━━ Entries supplied
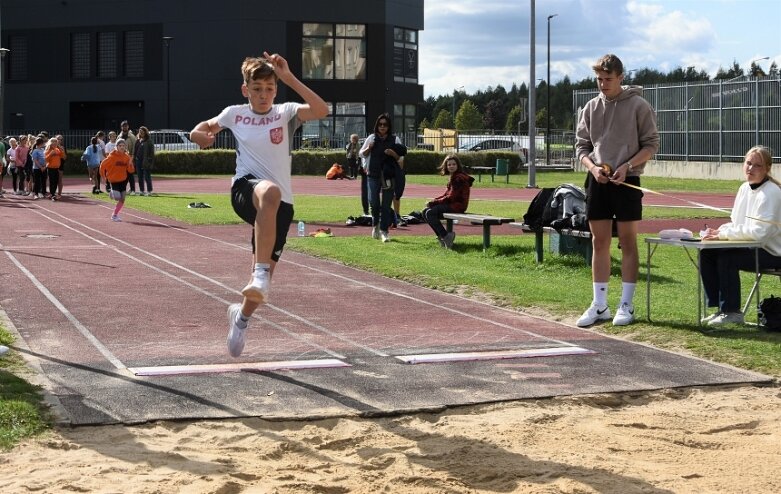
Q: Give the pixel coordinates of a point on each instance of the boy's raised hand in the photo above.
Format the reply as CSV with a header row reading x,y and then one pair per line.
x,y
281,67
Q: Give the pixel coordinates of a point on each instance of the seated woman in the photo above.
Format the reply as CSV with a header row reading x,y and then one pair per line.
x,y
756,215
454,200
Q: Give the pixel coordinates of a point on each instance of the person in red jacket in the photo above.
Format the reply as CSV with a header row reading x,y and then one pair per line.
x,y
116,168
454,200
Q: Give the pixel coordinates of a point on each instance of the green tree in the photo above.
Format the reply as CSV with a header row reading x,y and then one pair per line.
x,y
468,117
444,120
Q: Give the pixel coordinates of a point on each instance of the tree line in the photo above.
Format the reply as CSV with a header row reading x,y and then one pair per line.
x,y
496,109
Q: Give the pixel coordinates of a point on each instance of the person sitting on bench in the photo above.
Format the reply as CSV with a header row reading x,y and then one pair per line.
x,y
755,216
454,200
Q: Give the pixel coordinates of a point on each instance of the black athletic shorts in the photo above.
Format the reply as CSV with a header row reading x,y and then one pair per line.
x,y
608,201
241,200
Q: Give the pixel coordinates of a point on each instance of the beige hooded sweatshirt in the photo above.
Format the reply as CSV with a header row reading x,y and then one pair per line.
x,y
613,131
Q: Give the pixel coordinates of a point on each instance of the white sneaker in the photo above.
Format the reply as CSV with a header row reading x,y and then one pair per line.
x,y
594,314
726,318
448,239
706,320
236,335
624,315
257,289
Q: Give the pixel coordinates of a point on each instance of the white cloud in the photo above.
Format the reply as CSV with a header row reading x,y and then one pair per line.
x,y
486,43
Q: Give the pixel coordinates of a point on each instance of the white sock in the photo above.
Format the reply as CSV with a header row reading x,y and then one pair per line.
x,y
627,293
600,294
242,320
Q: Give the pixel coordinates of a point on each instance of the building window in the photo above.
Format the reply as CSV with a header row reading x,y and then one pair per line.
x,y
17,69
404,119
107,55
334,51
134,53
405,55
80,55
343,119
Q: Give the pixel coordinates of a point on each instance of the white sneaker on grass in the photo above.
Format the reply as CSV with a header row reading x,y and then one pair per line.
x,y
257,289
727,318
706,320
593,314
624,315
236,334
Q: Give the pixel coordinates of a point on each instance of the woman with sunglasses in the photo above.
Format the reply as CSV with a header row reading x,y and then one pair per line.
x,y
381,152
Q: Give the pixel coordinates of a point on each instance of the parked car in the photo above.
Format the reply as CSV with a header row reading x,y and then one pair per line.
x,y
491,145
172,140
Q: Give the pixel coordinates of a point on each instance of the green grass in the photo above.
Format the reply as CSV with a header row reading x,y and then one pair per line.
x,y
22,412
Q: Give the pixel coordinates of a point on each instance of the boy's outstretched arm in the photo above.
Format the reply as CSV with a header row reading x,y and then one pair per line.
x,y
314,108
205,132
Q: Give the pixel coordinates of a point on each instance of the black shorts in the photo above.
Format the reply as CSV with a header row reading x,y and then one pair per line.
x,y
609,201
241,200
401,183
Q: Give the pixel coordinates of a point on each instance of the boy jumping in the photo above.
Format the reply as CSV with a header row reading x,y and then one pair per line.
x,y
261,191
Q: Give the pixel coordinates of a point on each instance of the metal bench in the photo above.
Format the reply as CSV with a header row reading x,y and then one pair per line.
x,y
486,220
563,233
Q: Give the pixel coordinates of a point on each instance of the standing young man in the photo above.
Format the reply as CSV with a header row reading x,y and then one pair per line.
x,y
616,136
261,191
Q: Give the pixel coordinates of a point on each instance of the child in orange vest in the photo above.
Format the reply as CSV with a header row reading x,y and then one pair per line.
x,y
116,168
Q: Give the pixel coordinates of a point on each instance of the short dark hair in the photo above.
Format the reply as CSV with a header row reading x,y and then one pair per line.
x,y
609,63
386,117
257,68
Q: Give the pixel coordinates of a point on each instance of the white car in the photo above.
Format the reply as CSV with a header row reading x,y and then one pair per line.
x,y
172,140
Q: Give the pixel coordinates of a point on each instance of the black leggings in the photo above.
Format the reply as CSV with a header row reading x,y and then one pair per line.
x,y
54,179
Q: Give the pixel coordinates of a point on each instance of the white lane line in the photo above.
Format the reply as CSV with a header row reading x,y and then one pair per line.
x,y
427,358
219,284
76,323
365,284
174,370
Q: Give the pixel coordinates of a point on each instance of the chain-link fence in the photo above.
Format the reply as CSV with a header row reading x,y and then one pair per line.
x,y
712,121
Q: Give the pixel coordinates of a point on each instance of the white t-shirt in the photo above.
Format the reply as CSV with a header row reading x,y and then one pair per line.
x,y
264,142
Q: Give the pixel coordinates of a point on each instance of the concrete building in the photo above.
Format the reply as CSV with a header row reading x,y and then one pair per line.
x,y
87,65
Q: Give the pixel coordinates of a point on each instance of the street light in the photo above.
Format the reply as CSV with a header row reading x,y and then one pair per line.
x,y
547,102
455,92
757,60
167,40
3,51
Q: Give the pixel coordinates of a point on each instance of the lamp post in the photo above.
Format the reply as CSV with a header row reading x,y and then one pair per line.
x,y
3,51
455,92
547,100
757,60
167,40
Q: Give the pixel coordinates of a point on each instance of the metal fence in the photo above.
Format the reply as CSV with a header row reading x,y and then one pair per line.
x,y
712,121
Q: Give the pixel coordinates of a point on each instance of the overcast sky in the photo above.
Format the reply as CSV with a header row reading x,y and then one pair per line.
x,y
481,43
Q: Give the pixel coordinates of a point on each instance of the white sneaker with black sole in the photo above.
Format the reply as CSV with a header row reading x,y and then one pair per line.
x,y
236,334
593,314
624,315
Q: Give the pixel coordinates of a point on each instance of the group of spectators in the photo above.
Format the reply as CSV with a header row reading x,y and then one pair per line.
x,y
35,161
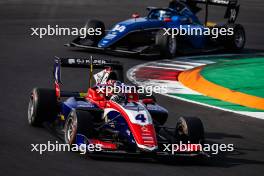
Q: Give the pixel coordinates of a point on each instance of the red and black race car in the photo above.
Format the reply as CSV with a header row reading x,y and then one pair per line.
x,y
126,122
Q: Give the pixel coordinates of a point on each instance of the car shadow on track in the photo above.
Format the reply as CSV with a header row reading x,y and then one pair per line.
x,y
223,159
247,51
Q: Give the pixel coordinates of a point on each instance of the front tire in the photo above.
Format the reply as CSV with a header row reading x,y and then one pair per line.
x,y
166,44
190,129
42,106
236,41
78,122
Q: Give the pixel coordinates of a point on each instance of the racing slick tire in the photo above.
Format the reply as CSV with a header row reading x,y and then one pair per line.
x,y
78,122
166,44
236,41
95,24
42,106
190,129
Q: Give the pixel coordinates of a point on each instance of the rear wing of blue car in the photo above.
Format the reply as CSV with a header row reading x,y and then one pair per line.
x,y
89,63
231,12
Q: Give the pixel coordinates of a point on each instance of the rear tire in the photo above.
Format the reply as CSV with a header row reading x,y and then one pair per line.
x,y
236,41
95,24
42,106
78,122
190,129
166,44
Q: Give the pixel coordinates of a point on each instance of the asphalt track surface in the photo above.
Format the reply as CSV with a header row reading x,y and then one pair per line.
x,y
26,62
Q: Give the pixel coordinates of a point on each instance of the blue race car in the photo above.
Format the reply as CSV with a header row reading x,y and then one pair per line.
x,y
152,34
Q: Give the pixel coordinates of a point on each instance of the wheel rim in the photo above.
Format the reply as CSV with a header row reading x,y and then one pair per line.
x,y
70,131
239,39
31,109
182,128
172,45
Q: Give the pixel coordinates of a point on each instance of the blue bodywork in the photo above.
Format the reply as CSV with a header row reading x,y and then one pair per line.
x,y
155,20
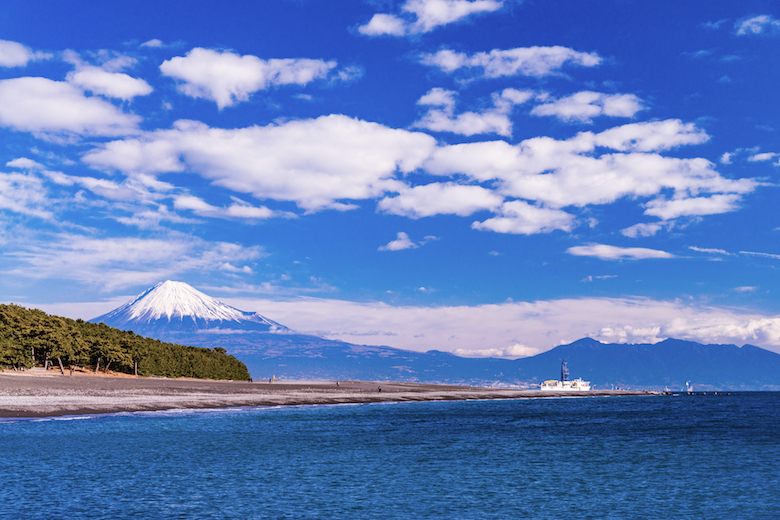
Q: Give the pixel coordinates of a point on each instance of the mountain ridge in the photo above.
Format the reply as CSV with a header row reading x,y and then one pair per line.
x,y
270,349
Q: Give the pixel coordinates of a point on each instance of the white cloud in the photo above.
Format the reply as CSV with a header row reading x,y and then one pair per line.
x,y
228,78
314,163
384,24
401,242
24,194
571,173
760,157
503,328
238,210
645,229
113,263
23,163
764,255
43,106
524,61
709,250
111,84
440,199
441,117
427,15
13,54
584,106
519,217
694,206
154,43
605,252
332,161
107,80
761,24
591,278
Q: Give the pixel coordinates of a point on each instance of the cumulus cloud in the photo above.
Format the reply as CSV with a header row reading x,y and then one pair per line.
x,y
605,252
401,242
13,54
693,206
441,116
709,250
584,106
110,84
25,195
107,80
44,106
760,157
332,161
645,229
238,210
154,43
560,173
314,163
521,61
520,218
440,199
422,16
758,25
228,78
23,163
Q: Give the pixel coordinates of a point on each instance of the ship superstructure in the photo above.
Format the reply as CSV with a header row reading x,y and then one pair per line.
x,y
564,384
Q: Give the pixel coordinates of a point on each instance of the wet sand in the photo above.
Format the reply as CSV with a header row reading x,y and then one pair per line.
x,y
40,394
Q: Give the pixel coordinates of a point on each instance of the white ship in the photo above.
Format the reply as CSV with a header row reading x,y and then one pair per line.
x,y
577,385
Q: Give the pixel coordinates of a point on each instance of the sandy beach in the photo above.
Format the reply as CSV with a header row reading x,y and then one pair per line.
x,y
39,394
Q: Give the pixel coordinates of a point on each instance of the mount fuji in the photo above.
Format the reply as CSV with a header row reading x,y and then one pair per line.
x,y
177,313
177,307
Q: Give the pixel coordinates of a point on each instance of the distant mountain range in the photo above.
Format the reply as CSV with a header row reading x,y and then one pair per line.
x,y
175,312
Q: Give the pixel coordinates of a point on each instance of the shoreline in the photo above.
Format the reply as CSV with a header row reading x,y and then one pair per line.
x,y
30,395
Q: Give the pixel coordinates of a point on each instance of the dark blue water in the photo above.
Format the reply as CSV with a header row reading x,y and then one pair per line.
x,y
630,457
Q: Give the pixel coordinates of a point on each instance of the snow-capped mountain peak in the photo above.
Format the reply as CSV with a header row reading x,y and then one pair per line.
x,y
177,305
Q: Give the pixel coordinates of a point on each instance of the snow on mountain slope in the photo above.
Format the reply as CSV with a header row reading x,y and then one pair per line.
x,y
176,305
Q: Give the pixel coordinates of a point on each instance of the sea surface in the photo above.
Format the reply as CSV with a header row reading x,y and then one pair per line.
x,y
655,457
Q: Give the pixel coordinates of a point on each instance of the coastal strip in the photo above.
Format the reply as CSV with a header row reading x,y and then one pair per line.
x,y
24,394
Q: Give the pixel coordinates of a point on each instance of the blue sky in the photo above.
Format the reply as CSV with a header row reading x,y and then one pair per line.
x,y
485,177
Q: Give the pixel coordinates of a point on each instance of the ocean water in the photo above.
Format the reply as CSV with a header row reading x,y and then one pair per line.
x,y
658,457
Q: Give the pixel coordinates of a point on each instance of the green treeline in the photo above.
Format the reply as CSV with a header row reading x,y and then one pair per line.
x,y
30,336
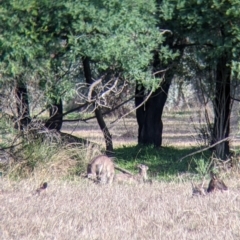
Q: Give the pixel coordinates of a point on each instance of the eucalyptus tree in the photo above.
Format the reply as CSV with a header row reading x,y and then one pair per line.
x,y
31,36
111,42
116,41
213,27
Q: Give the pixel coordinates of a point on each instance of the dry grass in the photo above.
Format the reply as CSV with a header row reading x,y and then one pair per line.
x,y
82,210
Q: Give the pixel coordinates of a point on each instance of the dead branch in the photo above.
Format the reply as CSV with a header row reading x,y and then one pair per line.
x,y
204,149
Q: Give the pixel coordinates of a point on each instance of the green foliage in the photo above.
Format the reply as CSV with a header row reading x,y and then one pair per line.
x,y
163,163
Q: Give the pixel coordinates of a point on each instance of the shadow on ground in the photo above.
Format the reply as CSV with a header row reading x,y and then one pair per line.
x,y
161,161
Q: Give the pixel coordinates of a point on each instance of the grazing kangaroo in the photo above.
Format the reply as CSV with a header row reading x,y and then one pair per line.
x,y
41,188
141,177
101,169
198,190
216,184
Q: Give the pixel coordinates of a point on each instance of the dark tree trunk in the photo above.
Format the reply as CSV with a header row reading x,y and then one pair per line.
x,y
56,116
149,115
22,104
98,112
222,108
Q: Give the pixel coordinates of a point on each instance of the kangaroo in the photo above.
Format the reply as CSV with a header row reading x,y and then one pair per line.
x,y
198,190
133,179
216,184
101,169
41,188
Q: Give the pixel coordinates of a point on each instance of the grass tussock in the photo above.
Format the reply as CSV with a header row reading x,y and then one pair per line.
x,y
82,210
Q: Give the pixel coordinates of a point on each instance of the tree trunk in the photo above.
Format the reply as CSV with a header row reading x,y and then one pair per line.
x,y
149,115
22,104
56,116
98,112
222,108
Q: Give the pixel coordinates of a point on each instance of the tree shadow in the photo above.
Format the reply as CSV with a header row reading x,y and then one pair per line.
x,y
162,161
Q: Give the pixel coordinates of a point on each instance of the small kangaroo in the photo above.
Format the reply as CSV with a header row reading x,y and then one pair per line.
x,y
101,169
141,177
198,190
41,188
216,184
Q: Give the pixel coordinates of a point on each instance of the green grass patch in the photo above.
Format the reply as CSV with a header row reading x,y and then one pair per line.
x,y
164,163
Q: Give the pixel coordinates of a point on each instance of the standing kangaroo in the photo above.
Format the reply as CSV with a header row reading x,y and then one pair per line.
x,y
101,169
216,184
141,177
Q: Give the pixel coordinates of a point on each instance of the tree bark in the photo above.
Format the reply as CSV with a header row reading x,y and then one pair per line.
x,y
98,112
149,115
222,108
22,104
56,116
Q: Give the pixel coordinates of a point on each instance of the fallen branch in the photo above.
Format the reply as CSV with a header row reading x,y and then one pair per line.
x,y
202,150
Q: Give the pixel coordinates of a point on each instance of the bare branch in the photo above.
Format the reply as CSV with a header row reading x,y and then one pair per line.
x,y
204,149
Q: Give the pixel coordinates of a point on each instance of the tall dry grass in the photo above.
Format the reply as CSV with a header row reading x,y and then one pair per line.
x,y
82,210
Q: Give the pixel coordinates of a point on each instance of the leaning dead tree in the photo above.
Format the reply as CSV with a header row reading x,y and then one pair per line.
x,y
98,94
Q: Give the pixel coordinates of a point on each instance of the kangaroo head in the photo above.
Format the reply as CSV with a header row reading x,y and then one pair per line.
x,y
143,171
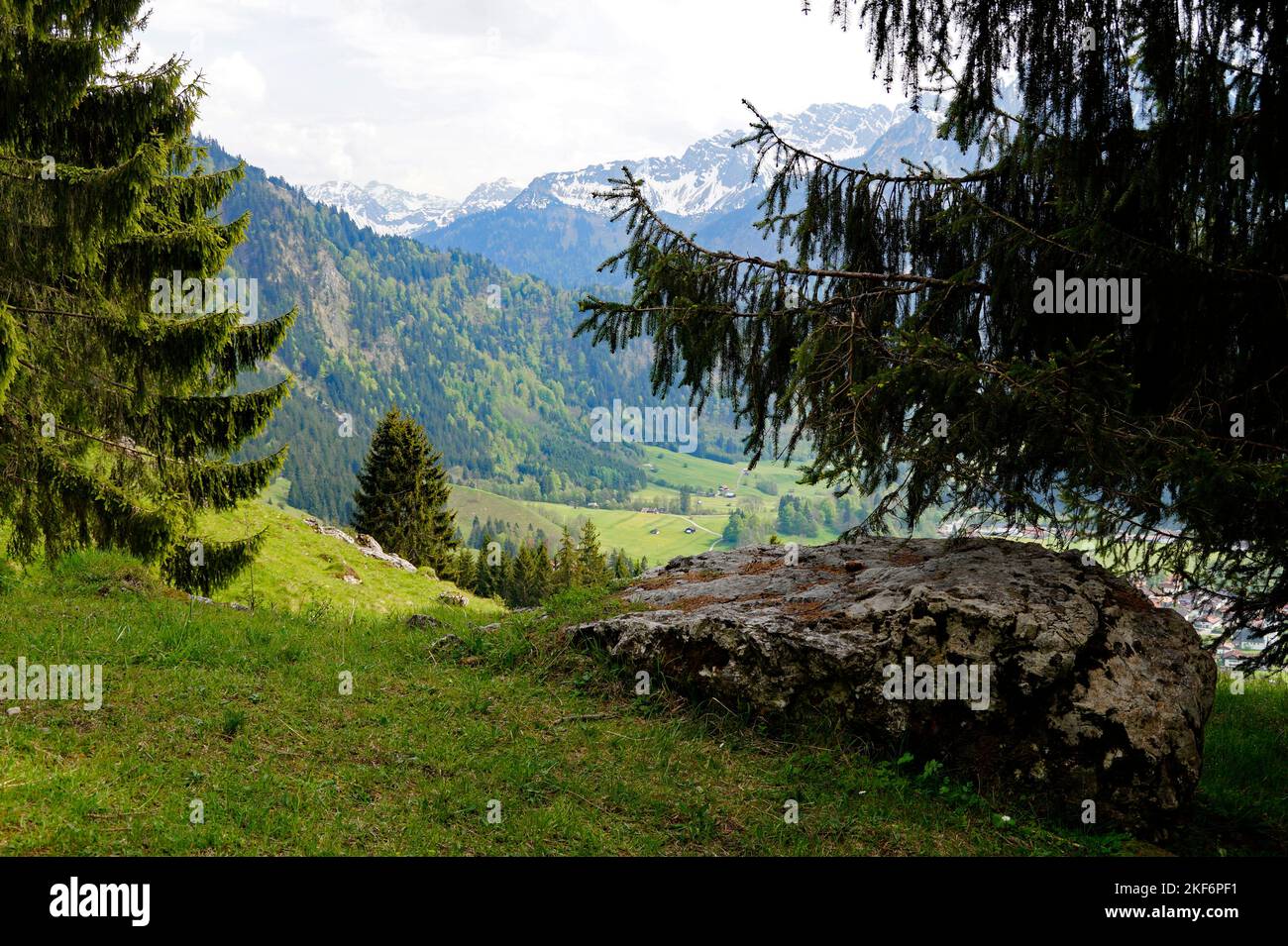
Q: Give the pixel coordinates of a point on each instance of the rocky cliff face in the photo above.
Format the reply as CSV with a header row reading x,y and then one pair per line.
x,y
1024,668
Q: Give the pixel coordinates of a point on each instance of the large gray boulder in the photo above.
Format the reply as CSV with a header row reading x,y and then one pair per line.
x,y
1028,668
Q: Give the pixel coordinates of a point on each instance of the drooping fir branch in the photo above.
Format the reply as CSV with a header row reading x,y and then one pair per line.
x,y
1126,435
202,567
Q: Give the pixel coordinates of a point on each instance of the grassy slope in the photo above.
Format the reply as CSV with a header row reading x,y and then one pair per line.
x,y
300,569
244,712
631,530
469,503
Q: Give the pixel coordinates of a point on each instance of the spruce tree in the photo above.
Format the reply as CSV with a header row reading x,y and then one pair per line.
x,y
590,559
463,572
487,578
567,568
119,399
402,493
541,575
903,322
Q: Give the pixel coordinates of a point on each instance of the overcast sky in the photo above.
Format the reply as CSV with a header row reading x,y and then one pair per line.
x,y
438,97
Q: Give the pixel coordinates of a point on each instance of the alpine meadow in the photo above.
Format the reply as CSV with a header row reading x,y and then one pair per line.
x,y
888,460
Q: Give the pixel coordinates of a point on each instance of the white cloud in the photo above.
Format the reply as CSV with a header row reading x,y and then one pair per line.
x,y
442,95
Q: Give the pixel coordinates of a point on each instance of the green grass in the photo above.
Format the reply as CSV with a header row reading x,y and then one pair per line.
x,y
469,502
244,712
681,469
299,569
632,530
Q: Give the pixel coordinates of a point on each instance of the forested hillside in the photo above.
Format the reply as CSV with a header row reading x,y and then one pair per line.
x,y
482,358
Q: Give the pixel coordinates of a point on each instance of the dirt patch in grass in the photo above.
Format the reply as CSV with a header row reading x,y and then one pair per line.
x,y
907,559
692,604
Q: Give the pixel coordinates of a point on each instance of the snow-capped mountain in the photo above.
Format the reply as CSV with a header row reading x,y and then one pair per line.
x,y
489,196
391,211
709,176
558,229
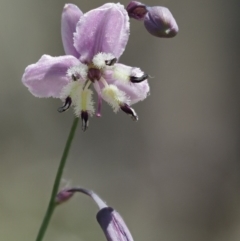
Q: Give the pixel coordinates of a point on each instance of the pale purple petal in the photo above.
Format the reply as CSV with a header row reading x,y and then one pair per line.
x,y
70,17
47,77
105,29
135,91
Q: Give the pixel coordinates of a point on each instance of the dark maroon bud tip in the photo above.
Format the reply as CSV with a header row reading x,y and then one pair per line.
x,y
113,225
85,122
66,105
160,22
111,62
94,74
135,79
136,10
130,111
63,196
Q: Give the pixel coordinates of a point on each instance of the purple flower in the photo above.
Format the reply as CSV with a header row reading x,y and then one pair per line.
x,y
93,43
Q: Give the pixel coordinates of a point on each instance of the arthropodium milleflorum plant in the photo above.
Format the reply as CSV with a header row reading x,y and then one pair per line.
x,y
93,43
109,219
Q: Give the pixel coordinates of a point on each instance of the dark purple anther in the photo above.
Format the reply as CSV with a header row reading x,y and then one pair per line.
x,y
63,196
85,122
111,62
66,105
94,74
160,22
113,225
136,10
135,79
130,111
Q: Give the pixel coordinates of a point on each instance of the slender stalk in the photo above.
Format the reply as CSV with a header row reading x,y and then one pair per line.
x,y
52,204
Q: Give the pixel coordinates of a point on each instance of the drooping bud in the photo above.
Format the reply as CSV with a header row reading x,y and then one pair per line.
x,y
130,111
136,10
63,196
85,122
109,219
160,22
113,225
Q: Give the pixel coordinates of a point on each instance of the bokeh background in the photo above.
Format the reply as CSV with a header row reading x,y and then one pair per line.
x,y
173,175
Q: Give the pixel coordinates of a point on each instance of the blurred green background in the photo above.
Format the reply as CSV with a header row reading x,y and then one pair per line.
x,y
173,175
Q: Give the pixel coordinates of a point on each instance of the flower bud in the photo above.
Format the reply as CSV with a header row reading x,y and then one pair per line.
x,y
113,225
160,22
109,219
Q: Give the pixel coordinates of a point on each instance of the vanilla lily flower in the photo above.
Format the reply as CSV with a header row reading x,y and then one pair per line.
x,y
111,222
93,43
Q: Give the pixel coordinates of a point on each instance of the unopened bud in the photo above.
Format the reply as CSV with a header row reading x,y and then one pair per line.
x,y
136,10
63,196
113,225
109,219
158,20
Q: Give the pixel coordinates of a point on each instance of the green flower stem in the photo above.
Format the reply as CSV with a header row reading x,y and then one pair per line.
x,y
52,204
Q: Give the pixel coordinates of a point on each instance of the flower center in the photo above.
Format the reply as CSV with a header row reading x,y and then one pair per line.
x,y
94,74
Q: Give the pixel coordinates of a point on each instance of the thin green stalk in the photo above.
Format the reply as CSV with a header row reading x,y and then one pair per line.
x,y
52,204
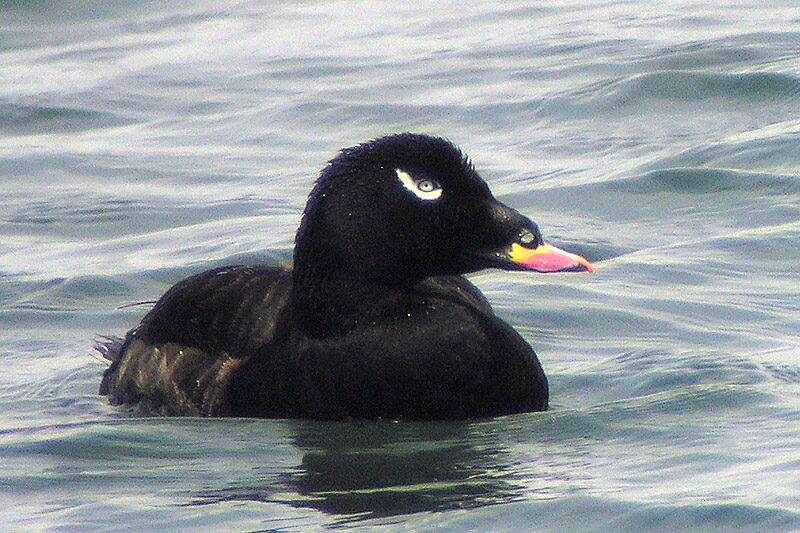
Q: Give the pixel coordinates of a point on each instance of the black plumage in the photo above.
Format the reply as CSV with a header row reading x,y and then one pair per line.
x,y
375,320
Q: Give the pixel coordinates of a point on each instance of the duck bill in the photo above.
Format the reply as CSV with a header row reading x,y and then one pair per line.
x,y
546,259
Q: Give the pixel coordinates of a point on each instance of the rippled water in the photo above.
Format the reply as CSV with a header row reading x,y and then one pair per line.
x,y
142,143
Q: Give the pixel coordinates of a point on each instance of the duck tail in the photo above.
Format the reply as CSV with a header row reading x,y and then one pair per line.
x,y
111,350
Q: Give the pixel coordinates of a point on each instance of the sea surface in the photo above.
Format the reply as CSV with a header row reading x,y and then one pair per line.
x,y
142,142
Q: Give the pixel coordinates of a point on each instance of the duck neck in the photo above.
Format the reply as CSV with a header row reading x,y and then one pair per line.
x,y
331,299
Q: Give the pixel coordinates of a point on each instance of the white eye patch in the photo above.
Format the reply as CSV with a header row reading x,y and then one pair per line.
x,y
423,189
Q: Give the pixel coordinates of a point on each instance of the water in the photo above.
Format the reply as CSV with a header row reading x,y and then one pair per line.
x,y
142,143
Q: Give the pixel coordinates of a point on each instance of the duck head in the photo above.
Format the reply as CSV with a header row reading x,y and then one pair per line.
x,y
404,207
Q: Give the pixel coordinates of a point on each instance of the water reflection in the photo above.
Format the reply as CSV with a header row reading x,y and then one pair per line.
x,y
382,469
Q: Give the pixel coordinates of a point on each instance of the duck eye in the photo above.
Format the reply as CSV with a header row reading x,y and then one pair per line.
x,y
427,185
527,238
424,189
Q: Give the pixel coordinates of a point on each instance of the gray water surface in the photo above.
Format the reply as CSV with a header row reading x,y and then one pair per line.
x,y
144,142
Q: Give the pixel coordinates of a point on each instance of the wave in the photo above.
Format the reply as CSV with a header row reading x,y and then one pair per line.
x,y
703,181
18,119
━━━━
● The request: Repeat exactly the lines starting at the line with "eye patch in the photo above." and ending with the final line of the entries. Include nothing else.

● Full solution:
Q: Give the pixel coordinates of a point on each instance of the white eye patch in the photo above.
Format the reply as CSV with a header row reading x,y and then one pair per line.
x,y
423,189
Q: Give the pixel coordinates of a point on each instance of the water in the photo above.
Format the reply as CSV with a header row reading x,y and then one pair per line.
x,y
142,143
Q: Give the pixel coordinates of a point on each instance of the duck head in the photo above.
Format the reply as CSV with a header row reading x,y and then one pair per line.
x,y
404,207
Q: Give the pixel coordinates of a point on each instance of the water reflection in the photo above.
Format the reply as CSV with a header row reading x,y and then one pair per line.
x,y
382,469
Q: Give the pixel coordinates of a point on each instance of the duck eye in the photo above.
Format the reply as CSV with a header row reading x,y and then one pair per line.
x,y
427,185
527,238
424,189
Q: Give the pixel coordinates of a point on each instance of the gray water surface in the photo above.
Format the reply as CSV with a header row reading x,y and then one pair per line.
x,y
144,142
Q: Give the pixel coordinates of a point on each instance of the wave in the photo above.
Format the reply as CSV with a header row reading x,y and then one pair per line.
x,y
703,181
18,119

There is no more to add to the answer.